### Texte source
::::

La troisième guerre mondiale est reportée à une date indéterminée ; quant à la mondialisation, elle a sans doute rendu l’âme ce 20 janvier 2025. Il reste à savoir si le nouvel âge d’or des États-Unis va bien se confirmer, malgré l’affirmation péremptoire de son quarante-septième Président.
Dans un Washington enneigé et venteux, aux températures polaires, la cérémonie d’investiture de Donald Trump a dû se réfugier à l’intérieur du Capitole. En 1985 aussi, l’investiture du président Ronald Reagan avait été déplacée intra-muros pour raisons climatiques extrêmes. Mais on peut se demander si des raisons de sécurité n’ont pas concouru également à ce déménagement. La capitale américaine était en tout cas sous haute surveillance. Plus de 25.000 policiers et militaires de la garde nationale avaient été convoqués pour assurer la sécurité de l’événement.
Devant un parterre de personnalités du monde politique américain ou étranger — dont la première ministre italienne Giorgia Meloni, le président argentin Javier Milei et le premier ministre hongrois Viktor Orbán —, du monde des affaires — dont plusieurs CEO des GAFAM (Mark Zuckerberg, Jeff Bezos et l’inévitable Elon Musk) —, Donald Trump a donc prêté serment pour la deuxième fois.
Le plus frappant dans la cérémonie était d’observer, à proximité immédiate du nouveau président, ses prédécesseurs et adversaires, le visage fermé et s’abstenant d’applaudir, au contraire de la salle. Un Joe Biden absent comme à son habitude, un George W. Bush qui semblait terrorisé, un Barack Obama célibataire et une Hillary Clinton soit figée dans un rictus, soit les yeux au plafond, sans oublier sa concurrente aux dernières élections, la transparente Kamala Harris qui ne s’est apparemment pas encore remise de sa cinglante défaite.

::::

[Lignes d'identification de position]
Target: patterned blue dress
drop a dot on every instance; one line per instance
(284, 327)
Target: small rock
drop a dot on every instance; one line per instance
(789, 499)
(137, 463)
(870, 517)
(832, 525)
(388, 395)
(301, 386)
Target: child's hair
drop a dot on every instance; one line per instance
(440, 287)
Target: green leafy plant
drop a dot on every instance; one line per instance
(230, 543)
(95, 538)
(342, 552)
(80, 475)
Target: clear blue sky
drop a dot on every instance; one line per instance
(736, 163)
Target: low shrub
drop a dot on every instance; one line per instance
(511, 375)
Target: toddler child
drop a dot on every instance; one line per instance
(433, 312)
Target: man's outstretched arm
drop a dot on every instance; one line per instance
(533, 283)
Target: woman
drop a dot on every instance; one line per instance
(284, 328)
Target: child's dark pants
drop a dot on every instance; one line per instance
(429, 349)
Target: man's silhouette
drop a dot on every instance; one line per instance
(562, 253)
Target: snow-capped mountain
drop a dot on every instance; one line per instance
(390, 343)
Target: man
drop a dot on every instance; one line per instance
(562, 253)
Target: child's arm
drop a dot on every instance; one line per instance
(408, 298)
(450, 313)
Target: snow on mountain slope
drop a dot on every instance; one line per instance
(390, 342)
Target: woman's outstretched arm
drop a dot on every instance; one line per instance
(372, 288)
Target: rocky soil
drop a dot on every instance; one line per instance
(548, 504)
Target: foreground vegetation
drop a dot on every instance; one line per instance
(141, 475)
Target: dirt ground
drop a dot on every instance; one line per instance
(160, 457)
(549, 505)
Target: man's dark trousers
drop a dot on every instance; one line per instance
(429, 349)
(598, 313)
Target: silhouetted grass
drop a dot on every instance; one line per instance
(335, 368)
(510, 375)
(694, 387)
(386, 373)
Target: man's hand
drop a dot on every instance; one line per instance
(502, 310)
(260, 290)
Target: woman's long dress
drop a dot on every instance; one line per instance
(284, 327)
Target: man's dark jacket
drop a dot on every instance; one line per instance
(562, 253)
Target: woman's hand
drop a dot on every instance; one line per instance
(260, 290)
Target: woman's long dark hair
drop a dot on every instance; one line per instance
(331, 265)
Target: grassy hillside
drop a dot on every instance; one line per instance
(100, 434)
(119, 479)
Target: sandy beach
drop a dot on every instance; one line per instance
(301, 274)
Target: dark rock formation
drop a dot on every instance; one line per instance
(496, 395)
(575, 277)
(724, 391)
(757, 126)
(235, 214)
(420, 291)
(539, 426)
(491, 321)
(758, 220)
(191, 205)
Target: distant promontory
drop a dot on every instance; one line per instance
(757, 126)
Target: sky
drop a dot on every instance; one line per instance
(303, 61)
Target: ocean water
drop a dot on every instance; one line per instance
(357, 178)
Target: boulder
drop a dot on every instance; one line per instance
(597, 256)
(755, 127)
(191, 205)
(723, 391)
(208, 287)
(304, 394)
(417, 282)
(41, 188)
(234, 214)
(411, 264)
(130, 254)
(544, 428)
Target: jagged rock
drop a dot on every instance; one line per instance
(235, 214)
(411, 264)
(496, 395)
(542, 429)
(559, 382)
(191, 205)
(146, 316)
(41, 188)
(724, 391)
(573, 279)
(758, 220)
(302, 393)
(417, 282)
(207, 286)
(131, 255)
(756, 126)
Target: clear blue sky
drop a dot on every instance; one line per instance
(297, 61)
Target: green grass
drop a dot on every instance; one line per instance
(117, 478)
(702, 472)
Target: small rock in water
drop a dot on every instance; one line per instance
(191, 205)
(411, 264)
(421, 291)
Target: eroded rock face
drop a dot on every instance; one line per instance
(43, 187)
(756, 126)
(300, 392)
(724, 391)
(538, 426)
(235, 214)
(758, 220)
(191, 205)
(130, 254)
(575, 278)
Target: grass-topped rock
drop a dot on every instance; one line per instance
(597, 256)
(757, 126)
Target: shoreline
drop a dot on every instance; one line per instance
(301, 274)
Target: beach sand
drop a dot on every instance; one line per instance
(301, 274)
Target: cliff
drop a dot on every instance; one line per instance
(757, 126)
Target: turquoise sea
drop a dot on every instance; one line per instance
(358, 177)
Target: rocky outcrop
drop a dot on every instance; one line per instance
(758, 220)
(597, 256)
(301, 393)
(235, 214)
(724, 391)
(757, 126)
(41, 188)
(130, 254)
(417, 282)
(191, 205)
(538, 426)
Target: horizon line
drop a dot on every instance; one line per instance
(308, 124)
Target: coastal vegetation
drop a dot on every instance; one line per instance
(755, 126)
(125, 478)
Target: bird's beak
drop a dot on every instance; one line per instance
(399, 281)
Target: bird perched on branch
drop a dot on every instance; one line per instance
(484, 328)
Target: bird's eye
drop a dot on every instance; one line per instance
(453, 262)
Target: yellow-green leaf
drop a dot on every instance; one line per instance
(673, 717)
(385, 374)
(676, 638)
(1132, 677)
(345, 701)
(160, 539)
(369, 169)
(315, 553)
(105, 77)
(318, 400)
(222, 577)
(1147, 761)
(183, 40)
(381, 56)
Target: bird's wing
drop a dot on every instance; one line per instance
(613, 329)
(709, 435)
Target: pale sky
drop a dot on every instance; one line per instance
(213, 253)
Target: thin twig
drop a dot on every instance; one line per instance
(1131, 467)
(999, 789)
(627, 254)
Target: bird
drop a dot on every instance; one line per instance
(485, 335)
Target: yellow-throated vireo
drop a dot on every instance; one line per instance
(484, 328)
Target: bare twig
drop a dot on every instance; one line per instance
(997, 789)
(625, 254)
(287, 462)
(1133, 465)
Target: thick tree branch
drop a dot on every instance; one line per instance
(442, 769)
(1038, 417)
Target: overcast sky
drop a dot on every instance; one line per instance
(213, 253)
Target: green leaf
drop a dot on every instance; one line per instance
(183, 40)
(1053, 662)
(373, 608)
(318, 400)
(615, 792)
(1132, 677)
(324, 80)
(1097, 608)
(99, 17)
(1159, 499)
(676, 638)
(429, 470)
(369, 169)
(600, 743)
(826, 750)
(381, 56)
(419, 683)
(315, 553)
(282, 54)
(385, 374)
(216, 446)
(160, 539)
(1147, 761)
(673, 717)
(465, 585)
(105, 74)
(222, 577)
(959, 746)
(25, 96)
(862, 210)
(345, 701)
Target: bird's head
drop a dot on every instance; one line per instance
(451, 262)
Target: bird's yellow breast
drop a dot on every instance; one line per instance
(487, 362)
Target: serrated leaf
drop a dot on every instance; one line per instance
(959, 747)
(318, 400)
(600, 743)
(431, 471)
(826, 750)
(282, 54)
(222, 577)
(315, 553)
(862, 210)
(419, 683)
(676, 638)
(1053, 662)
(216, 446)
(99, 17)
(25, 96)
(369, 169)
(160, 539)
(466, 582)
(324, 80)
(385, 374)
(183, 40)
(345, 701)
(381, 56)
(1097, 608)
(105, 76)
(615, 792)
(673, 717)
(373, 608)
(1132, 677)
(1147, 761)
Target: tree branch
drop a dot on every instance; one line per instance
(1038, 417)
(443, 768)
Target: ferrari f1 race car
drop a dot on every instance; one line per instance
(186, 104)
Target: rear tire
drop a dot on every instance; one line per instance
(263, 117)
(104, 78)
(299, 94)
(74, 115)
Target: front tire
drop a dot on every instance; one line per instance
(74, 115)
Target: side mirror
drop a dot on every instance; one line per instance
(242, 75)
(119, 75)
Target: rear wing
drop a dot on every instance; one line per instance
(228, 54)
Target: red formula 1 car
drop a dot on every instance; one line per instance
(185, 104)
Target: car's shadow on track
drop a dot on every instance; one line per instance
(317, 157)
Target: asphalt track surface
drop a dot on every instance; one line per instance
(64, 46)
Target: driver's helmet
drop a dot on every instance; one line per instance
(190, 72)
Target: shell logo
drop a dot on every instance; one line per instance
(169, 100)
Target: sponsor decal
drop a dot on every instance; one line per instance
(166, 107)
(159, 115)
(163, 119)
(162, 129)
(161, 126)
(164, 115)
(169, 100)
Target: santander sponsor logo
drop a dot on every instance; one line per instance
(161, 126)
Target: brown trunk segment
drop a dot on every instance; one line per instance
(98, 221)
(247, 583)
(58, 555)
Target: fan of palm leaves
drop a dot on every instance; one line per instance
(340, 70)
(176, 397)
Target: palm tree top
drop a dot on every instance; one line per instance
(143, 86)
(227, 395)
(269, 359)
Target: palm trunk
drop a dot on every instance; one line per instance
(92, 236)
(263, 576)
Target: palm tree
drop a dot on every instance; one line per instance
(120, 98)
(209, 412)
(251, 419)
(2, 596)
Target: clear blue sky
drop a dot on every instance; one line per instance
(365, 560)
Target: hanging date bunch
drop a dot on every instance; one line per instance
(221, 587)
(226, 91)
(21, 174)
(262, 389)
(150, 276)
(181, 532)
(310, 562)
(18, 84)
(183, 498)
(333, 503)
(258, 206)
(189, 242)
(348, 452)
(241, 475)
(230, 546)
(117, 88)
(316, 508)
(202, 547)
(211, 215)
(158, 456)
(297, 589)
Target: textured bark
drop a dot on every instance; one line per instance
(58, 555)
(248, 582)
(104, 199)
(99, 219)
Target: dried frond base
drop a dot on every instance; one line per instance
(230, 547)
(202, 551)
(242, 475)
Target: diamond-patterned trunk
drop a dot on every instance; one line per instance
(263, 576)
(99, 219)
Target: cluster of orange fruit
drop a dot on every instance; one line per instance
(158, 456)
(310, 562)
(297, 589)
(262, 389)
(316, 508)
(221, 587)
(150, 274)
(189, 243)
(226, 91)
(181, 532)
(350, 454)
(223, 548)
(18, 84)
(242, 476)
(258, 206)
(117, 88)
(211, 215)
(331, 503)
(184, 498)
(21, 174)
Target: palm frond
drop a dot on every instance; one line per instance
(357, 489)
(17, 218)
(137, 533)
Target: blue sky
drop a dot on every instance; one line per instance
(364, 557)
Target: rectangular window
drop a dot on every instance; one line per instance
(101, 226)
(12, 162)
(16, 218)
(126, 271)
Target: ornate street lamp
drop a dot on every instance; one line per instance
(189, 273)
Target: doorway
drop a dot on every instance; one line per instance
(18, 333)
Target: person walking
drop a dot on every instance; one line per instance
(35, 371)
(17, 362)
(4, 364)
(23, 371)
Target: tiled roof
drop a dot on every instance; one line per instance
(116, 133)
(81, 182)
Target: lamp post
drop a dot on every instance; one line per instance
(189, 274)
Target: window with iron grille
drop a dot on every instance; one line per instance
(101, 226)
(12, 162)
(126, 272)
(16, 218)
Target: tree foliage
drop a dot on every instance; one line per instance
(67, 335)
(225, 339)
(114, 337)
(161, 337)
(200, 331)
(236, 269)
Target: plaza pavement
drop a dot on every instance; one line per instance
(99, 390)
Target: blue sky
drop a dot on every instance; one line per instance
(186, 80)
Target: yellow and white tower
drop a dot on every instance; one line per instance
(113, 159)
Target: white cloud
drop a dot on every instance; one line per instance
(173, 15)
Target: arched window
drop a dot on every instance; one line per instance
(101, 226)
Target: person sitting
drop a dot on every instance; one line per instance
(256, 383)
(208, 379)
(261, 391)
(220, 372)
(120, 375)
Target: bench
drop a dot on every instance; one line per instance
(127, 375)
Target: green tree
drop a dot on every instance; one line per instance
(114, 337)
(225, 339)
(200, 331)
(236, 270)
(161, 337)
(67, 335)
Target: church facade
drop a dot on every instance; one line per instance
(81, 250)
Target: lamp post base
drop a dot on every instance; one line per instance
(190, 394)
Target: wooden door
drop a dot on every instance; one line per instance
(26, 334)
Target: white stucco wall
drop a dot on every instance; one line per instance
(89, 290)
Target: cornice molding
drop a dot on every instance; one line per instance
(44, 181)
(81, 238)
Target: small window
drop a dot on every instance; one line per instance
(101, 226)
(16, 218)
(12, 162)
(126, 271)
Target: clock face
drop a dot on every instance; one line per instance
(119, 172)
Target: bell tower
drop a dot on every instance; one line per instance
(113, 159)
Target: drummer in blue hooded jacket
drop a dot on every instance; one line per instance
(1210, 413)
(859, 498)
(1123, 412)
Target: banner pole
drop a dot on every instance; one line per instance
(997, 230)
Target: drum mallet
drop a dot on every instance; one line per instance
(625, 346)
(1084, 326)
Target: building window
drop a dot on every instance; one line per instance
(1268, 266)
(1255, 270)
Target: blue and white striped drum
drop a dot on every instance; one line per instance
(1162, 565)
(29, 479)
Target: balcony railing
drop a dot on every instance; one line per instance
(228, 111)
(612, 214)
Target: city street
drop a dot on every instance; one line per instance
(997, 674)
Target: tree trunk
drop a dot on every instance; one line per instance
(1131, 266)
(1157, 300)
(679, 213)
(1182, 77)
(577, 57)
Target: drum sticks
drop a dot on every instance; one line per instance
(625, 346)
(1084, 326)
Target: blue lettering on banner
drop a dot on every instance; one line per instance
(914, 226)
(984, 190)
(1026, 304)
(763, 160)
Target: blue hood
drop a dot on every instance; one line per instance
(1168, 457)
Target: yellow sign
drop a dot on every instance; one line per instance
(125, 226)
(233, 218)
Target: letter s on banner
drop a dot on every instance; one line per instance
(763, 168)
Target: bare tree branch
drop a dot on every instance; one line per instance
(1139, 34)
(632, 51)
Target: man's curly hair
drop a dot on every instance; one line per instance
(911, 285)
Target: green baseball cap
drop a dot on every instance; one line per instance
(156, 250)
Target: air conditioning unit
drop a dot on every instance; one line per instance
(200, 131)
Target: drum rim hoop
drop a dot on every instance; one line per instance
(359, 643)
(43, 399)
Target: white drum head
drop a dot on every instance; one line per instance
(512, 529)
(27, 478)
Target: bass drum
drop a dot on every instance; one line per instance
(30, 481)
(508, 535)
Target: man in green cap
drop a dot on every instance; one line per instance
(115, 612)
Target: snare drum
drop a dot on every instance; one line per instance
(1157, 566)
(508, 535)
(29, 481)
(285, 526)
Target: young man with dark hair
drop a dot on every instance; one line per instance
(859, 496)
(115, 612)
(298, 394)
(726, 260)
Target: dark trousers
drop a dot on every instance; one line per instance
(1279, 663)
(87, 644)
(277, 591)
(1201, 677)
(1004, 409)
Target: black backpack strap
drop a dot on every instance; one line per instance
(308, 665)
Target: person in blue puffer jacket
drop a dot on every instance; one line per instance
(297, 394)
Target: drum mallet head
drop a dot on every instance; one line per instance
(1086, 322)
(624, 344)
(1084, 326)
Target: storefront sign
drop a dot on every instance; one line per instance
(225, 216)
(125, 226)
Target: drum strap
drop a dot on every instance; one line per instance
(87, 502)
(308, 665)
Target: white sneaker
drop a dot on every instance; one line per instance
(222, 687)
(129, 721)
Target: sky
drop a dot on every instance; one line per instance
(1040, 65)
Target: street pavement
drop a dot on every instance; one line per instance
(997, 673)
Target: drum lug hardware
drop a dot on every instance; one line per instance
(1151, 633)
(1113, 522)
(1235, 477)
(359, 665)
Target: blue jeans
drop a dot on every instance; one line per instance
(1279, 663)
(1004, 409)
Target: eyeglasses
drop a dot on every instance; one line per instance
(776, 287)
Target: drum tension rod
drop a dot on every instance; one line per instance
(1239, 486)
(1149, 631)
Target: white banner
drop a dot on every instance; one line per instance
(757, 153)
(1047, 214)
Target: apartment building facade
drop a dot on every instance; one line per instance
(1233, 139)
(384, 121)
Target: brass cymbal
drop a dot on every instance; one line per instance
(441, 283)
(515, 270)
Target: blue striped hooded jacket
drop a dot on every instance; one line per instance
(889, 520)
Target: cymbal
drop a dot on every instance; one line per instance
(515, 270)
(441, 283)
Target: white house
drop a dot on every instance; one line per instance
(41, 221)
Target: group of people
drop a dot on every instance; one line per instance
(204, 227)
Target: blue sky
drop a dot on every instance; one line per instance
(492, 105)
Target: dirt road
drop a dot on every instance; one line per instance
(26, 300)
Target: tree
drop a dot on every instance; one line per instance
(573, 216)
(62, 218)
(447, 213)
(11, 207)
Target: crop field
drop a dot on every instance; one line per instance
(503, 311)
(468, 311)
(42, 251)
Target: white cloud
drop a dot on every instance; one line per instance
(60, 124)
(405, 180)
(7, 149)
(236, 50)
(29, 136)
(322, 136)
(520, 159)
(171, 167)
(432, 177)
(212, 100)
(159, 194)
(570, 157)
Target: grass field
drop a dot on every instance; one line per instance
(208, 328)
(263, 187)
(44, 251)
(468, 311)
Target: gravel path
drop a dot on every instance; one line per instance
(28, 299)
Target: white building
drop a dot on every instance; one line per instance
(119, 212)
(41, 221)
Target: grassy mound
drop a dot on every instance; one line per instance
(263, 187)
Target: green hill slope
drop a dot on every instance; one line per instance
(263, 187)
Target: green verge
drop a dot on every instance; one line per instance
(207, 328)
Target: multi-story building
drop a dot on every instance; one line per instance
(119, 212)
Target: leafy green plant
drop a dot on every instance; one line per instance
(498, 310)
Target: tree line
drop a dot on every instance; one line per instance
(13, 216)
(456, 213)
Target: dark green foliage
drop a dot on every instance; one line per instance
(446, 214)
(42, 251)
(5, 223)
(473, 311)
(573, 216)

::::

### Travail demandé
A) D'après l'article sur l'investiture de Donald Trump, en quelle année celle de Ronald Reagan avait-elle aussi été déplacée à l'intérieur pour raisons climatiques ?
B) Transcrivez à l'identique le passage de l'article sur l'investiture de Donald Trump qui commence par les mots « Dans un Washington » et se termine par « sécurité de l’événement. ».
C) Reprenez l'article sur l'investiture de Donald Trump là où il s'arrête et poursuivez-le.

### Réponses dans l'ordre
A) En 1985.

B)
Dans un Washington enneigé et venteux, aux températures polaires, la cérémonie d’investiture de Donald Trump a dû se réfugier à l’intérieur du Capitole. En 1985 aussi, l’investiture du président Ronald Reagan avait été déplacée intra-muros pour raisons climatiques extrêmes. Mais on peut se demander si des raisons de sécurité n’ont pas concouru également à ce déménagement. La capitale américaine était en tout cas sous haute surveillance. Plus de 25.000 policiers et militaires de la garde nationale avaient été convoqués pour assurer la sécurité de l’événement.

C)
Trump impérial, au sommet de son charisme, devait certainement savourer son triomphe implacable. Il est vrai qu’il dispose, au moins pour deux ans jusqu’aux mid-terms, d’une opportunité sans précédent de dérouler son programme. Après avoir gagné le vote populaire1, confirmant l’énorme courant de sympathie qu’il draine au sein du peuple américain, il peut aussi s’appuyer sur une Chambre des Représentants et un Sénat à majorité républicaine. Sans oublier une Cour Suprême acquise à sa cause.
L’immense vague rouge2 qui déferle sur les États-Unis doit lui permettre de démarrer un nouveau mandat sur les chapeaux de roues. Ce que sa première mandature ne lui avait pas permis de réaliser, suite notamment aux multiples entraves mises par les démocrates et l’État profond (procédures de destitution, accusations de collusion avec la Russie, virulente campagne systématique et permanente de dénigrement de la presse mainstream, etc.), ce retour à la Maison blanche va probablement se concrétiser par un virage total de la politique étatsunienne, tant sur le plan intérieur qu’extérieur.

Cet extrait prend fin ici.